*** Dataset records Section Begins ***

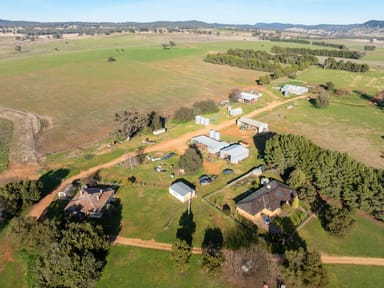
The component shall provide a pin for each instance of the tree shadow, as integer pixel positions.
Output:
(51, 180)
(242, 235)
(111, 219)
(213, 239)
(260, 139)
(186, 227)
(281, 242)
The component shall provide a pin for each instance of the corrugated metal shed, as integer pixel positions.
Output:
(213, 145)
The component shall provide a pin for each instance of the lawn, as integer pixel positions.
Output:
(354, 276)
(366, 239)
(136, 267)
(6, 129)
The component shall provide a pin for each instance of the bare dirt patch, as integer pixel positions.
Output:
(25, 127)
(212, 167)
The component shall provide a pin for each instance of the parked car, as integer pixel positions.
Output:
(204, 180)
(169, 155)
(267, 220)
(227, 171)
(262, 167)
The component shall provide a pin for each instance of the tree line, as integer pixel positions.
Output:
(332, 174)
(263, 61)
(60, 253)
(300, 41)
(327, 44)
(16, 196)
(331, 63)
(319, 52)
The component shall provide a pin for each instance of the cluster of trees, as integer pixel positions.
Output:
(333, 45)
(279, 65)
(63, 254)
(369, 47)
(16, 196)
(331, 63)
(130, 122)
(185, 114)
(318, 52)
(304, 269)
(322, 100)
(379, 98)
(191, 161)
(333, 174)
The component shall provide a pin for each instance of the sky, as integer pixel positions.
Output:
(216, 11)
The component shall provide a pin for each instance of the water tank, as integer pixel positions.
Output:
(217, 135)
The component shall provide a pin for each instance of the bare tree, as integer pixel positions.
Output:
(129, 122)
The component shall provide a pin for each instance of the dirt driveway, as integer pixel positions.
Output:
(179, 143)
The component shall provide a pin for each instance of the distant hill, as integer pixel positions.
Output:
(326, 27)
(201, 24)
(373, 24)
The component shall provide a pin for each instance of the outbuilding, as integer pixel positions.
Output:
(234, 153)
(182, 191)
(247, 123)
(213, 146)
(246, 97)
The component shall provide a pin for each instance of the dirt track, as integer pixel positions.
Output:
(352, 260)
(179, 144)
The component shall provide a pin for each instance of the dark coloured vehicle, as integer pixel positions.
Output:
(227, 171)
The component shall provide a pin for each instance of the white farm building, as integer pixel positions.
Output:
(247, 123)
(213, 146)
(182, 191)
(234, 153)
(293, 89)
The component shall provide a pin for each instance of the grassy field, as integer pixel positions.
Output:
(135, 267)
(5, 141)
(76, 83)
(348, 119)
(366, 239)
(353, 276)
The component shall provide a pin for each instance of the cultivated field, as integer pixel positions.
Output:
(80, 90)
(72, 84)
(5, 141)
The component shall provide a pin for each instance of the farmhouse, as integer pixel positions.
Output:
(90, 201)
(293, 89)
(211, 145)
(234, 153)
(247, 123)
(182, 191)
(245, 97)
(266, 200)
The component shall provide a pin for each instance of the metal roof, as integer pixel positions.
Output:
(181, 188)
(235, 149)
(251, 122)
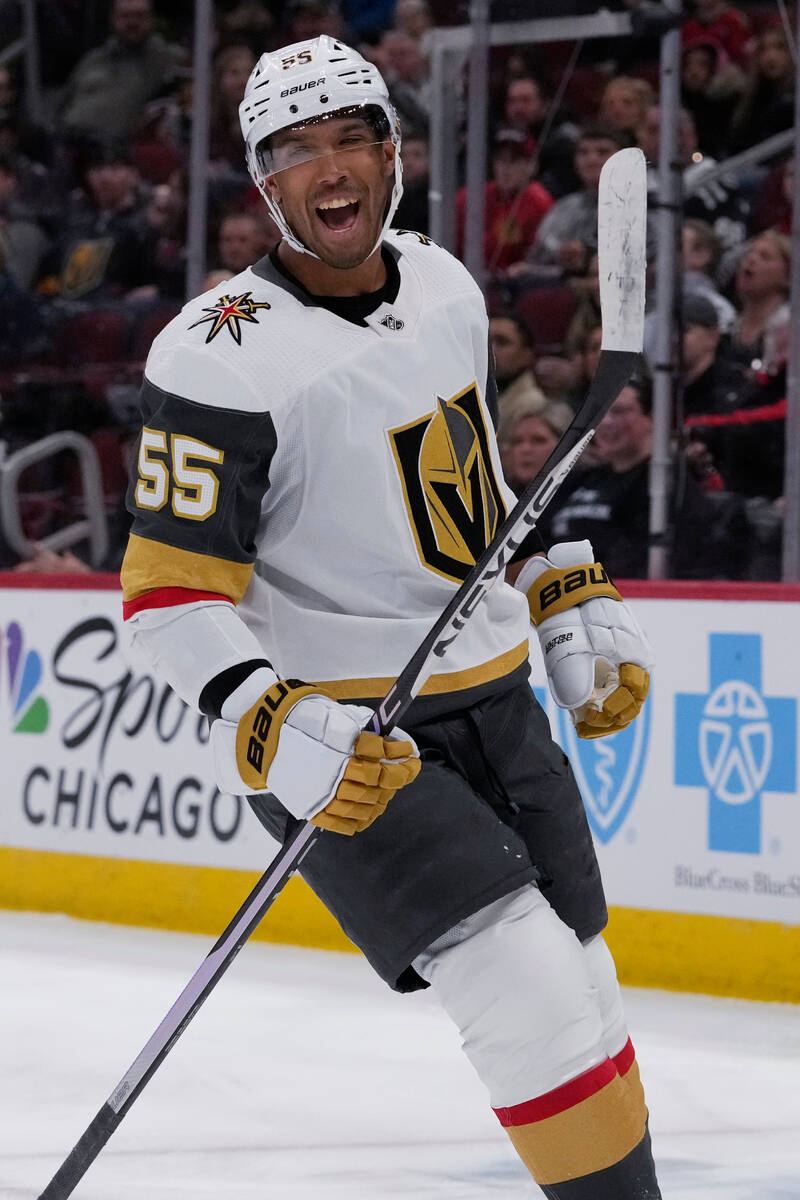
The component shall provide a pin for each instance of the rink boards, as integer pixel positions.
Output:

*** Dataset records Section Ends ***

**Task objective**.
Exactly as they stand, retype all the entries, but omit the pictures.

**Exercise answer**.
The component shall provide a pin for each instance of the tree shadow, as integer pixel positions.
Output:
(51, 180)
(242, 235)
(111, 219)
(213, 239)
(260, 139)
(186, 227)
(281, 242)
The component shall provide a pin for each instance of the corrugated metal shed, as integer pixel positions.
Output:
(213, 145)
The component shall provide a pin for each instance of the lawn, as integer pixel positions.
Output:
(354, 276)
(366, 239)
(136, 267)
(6, 129)
The component shall provide a pin for each instance of the bare dirt patch, as integer pixel positions.
Output:
(25, 127)
(212, 167)
The component shall provide a pin for each instance of the parked car, as integer pixel positions.
Output:
(204, 180)
(169, 155)
(267, 220)
(227, 171)
(262, 167)
The component shall provide a pin for each instance of the tree line, as integer pixel positions.
Output:
(332, 174)
(263, 61)
(60, 253)
(300, 41)
(327, 44)
(16, 196)
(331, 63)
(319, 52)
The component shall provide a pin for each instance of the cluster of trees, as integer pixel positions.
Output:
(333, 45)
(279, 65)
(63, 254)
(369, 47)
(16, 196)
(331, 63)
(130, 122)
(185, 114)
(318, 52)
(304, 269)
(322, 100)
(379, 98)
(191, 161)
(333, 174)
The component shall provide a pin for each instance of the sky, as integer pixel positions.
Output:
(216, 11)
The component shall provide a pin for each instance of the water tank, as integer pixel positions.
Output:
(217, 135)
The component shall provide a pin for each instance of the bare tree, as integer pixel positions.
Output:
(129, 122)
The component shall provide a pin for each instance of the dirt driveway, as integer pixel positions.
Output:
(179, 143)
The component shall provide a pin for each instance of the distant hill, as integer pixel positions.
Output:
(326, 27)
(201, 24)
(373, 24)
The component shall provide a pin for each instance of the outbuilding, as integer pixel positions.
Output:
(234, 153)
(182, 191)
(247, 123)
(213, 146)
(246, 97)
The component shall provide a pin for each instance of the dirt track, as integer pixel positions.
Output:
(352, 260)
(179, 144)
The component shall provide a pin for each instance of the dark coloured vehicle, as integer pixel positions.
Output:
(227, 171)
The component shall provide a pin for each instance of the white farm building, as integer pixel positions.
Output:
(247, 123)
(213, 146)
(182, 191)
(234, 153)
(293, 89)
The component shall provide a pin for each instance of the grassy field, as integer pixel positions.
Output:
(135, 267)
(5, 141)
(76, 83)
(348, 119)
(366, 239)
(353, 276)
The component shall provide a pin for each instance of the cultivated field, as integer pixel positions.
Output:
(80, 90)
(72, 84)
(5, 141)
The component shall provide a pin for each instance of the farmhouse, as integer pixel positions.
Output:
(90, 201)
(293, 89)
(211, 145)
(234, 153)
(247, 123)
(182, 191)
(245, 97)
(266, 200)
The component shall provide a pin for each instance of the metal roof, as integer pixel positions.
Output:
(181, 188)
(235, 149)
(251, 122)
The component shall provide a pin for each instance of the rink boards, as integer pixel positions.
Output:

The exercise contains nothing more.